ENTRIES:
#####
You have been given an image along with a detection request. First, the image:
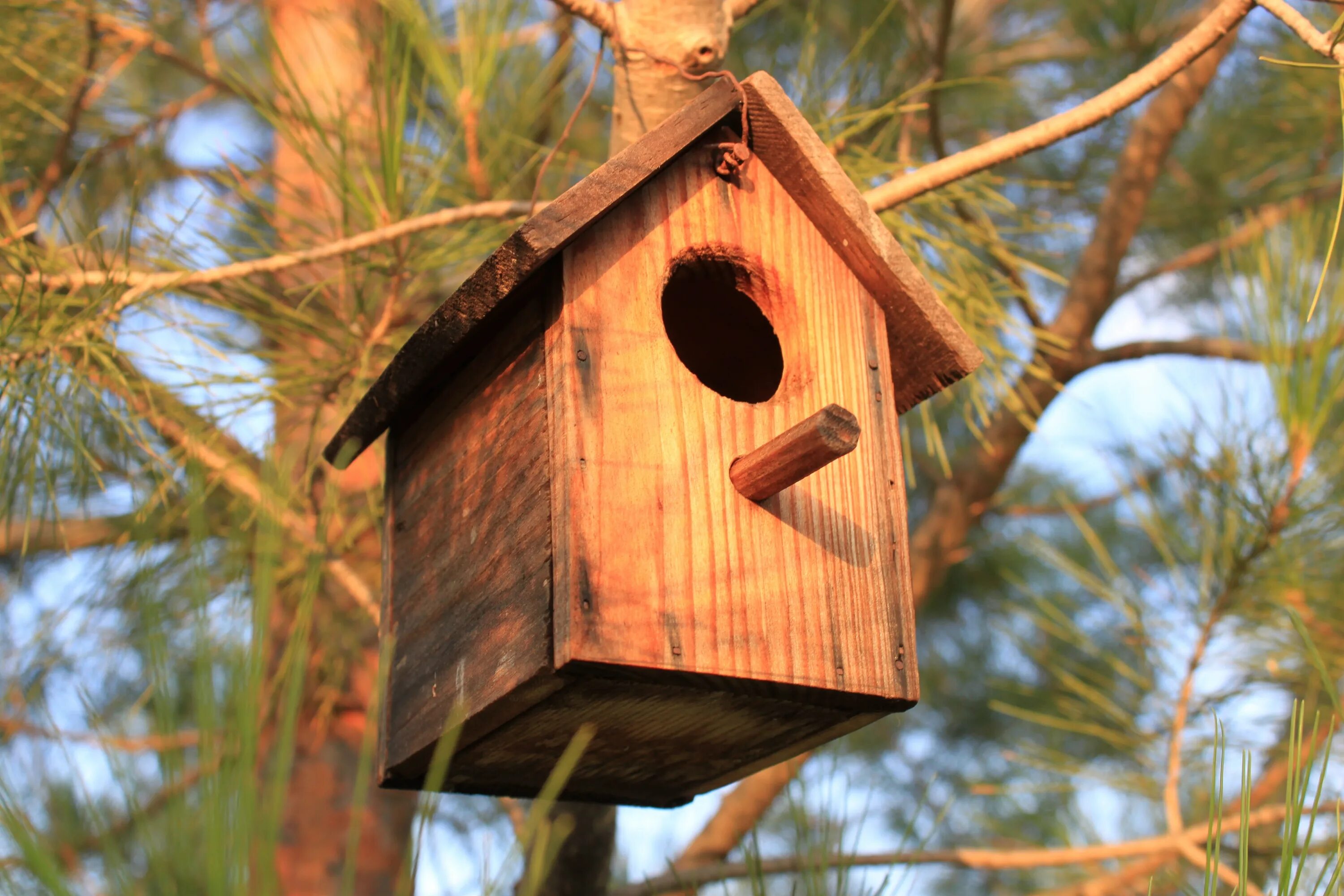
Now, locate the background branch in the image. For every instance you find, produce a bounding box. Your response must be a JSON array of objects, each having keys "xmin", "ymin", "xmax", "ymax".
#####
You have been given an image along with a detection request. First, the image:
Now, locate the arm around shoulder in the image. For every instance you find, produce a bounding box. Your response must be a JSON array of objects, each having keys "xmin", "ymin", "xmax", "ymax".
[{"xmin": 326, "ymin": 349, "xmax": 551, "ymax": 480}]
#####
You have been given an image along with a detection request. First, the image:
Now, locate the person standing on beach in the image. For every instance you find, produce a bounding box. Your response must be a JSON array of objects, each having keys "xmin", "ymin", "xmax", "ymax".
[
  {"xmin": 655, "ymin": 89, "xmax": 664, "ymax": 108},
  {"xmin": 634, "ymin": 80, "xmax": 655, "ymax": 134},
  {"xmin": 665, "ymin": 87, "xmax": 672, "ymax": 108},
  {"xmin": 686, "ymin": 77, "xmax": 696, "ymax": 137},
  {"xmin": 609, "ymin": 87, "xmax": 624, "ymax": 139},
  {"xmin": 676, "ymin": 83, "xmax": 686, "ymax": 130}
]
#####
WHAT YOU NEED TO DO: Which lines of the records above contain the word "find"? List each of them in full.

RESULT OF THE EXERCISE:
Now, locate the background branch in the image. For every instance you find, produce a bounding box. Your response must be a JSON array of objects, each having keys "xmin", "ymin", "xmax", "ymax".
Now, locate the arm around shoulder in the image. For every instance you find, produce a bounding box. Your response must be a JSON array of objects, each having keys "xmin", "ymin", "xmax", "ymax".
Now, locate the person standing on beach in the image. For every instance you find, produce a bounding box. Your response must be a JSON array of objects, each having keys "xmin", "ymin", "xmax", "ymax".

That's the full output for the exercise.